EXERCISE PROMPT: Rewrite everything from the start of the records down to the line containing "[[284, 119], [51, 140], [82, 138], [292, 118]]", replacing "window pane" with "glass pane" and keeping all else unchanged. Leave the pictures out of your answer.

SOURCE MATERIAL:

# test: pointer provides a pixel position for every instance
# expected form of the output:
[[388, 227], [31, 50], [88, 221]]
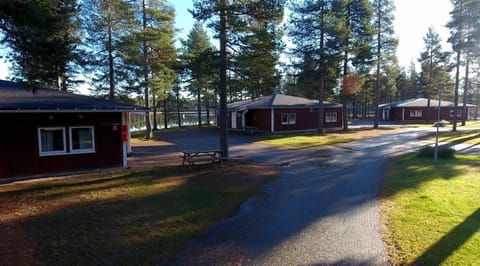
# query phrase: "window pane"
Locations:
[[284, 119], [51, 140], [82, 138], [292, 118]]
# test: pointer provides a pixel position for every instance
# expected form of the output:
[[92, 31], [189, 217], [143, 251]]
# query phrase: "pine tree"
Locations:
[[311, 29], [386, 43], [42, 37], [198, 60], [206, 10], [354, 33], [464, 37], [434, 63], [247, 28], [106, 23], [256, 42]]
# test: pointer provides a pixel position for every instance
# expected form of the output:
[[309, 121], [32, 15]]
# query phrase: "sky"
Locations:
[[412, 20]]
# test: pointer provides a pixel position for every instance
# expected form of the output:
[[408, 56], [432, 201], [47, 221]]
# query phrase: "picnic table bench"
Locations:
[[250, 130], [193, 156]]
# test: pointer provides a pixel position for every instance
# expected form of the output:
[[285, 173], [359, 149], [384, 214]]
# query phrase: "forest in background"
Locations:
[[337, 50]]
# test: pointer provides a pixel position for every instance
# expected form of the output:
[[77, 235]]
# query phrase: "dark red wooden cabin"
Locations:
[[44, 132], [419, 110], [282, 113]]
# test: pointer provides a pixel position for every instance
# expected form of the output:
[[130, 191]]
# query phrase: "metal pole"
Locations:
[[435, 159]]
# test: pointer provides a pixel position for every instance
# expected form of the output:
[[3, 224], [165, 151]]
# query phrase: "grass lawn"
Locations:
[[308, 140], [431, 212], [125, 218]]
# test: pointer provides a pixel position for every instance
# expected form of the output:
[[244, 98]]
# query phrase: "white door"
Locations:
[[234, 120]]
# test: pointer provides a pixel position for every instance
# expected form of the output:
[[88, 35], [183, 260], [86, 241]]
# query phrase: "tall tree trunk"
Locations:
[[321, 88], [154, 106], [111, 70], [207, 108], [344, 93], [199, 107], [465, 90], [165, 114], [379, 54], [177, 92], [457, 82], [320, 129], [148, 123], [430, 87], [223, 79]]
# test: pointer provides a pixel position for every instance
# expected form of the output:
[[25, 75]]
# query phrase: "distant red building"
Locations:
[[48, 131], [418, 110], [282, 113]]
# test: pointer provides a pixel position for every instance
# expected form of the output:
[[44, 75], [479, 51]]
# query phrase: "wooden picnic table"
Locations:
[[193, 156]]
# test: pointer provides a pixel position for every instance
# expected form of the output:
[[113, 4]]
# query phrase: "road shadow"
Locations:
[[453, 240]]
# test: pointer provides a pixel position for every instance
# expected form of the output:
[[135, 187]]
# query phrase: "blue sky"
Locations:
[[413, 17]]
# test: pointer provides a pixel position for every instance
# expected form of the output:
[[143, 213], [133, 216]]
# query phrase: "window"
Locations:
[[289, 118], [331, 117], [51, 141], [415, 113], [81, 139], [459, 113]]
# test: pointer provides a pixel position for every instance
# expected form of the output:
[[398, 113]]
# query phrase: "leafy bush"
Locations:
[[443, 152], [442, 123]]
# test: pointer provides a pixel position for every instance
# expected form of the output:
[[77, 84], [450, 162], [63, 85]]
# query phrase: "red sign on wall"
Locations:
[[124, 132]]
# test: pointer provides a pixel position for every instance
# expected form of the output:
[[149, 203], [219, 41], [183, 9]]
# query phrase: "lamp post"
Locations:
[[435, 156]]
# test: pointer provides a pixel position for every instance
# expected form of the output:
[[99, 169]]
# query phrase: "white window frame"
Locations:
[[51, 153], [77, 151], [289, 118], [331, 117], [292, 118], [416, 113]]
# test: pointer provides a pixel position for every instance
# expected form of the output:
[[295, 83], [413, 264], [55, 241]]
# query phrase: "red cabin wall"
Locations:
[[19, 151], [306, 119], [396, 114]]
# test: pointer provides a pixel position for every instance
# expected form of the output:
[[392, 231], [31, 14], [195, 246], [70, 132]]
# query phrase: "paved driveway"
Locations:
[[323, 209]]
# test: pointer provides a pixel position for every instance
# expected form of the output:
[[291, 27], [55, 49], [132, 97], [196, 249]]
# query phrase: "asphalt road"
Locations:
[[323, 210]]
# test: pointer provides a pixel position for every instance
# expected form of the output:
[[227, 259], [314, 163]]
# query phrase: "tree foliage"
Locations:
[[106, 24], [387, 69], [198, 62], [42, 37]]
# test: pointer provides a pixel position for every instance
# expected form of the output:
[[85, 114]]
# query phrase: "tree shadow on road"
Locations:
[[446, 246]]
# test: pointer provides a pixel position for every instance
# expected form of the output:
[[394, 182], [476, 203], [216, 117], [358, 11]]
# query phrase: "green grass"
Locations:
[[432, 211], [127, 218], [308, 140]]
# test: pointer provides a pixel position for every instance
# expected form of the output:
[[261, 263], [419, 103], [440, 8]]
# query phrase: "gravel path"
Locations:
[[323, 210]]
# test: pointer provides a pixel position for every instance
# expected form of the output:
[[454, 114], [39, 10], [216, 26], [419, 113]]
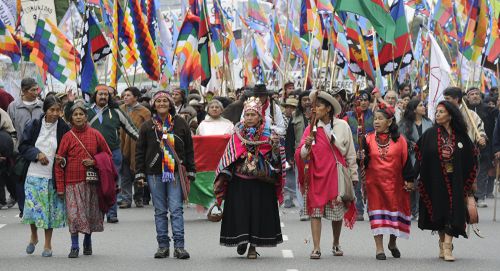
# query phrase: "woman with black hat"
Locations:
[[333, 145], [249, 179]]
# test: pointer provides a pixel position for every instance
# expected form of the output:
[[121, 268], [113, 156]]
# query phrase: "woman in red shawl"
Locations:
[[332, 143], [249, 180], [389, 179]]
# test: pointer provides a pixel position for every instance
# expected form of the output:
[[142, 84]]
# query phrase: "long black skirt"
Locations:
[[251, 214]]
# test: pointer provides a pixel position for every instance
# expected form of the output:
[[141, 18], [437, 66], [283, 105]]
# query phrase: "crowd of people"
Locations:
[[330, 152]]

COMPLETE OUTPUT:
# test: pointer provides a pixel position for every instance
# expected form of the output:
[[388, 227], [31, 50], [88, 221]]
# query phrase: "glass pane"
Locations:
[[284, 119], [51, 140], [82, 138], [292, 118]]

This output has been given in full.